══ Auszug ══
Köln. .

Vertragen sich die Steinsorten des Kölner Dom nicht miteinander? Seit einigen Jahren haben Fachleute den Eindruck, dass er immer schneller verfällt. Klarheit soll eine neue Studie bringen.

Wenn Michael Jürkel bei schönem Wetter auf die Gerüste am Kölner Dom klettert, hat er meist einen kleinen Fotoapparat und einen Block dabei. Der gelernte Steintechniker arbeitet bei der Dombauhütte und ist mit dafür zuständig, die gotische Kathedrale zu erhalten. Er und seine 30 Kollegen haben viel zu tun: Denn seit einigen Jahren haben die Fachleute den Eindruck, dass der Dom immer schneller verfällt. Wissenschaftler sollen ihnen jetzt dabei helfen festzustellen, warum das so ist.
═══
══ Bereitgestelltes Material ══
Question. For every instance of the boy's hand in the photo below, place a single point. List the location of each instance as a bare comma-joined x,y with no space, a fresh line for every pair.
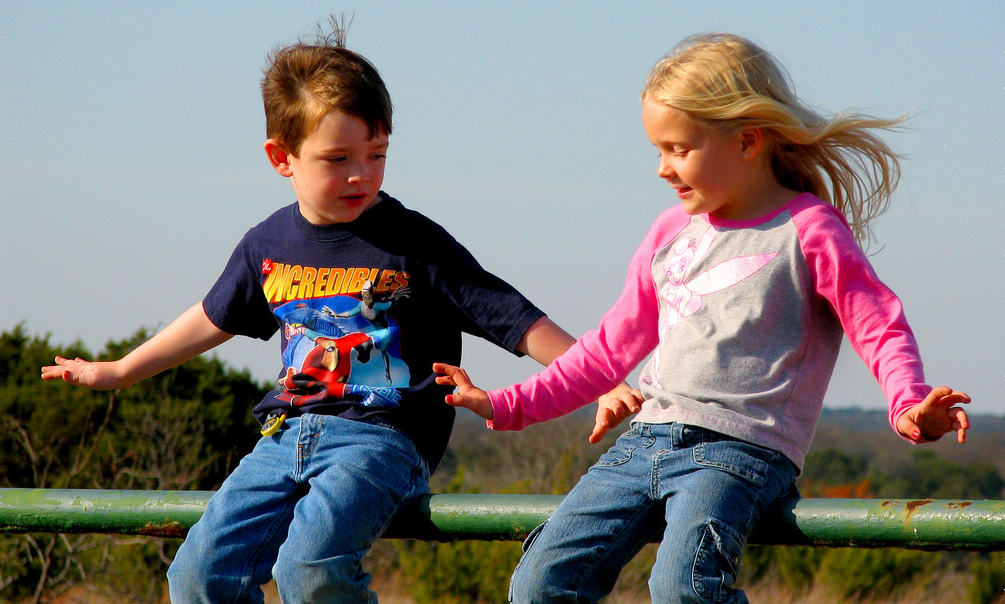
937,414
614,407
467,395
97,375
═══
## Übungen
a – Prüfen Sie, ob die folgenden Aussagen mit dem Auszug über den Kölner Dom übereinstimmen: (i) Michael Jürkel ist gelernter Steintechniker. (ii) Jürkel arbeitet mit 20 Kollegen zusammen. (iii) Warum der Dom schneller verfällt, ist bereits geklärt. Antworten Sie jeweils mit Ja oder Nein und zitieren Sie die entscheidenden Worte wörtlich.
b – Schreiben Sie einen Abschnitt aus dem Auszug über den Kölner Dom wortgetreu ab. Beginnen Sie bei den Worten „Wenn Michael Jürkel“ und hören Sie nach den Worten „das so ist.“ auf.
Das Material spielt hierfür keine Rolle.

## Lösungen
a –
(i) Ja: „Der gelernte Steintechniker arbeitet bei der Dombauhütte“
(ii) Nein: „Er und seine 30 Kollegen haben viel zu tun“
(iii) Nein: „Wissenschaftler sollen ihnen jetzt dabei helfen festzustellen, warum das so ist.“

b –
Wenn Michael Jürkel bei schönem Wetter auf die Gerüste am Kölner Dom klettert, hat er meist einen kleinen Fotoapparat und einen Block dabei. Der gelernte Steintechniker arbeitet bei der Dombauhütte und ist mit dafür zuständig, die gotische Kathedrale zu erhalten. Er und seine 30 Kollegen haben viel zu tun: Denn seit einigen Jahren haben die Fachleute den Eindruck, dass der Dom immer schneller verfällt. Wissenschaftler sollen ihnen jetzt dabei helfen festzustellen, warum das so ist.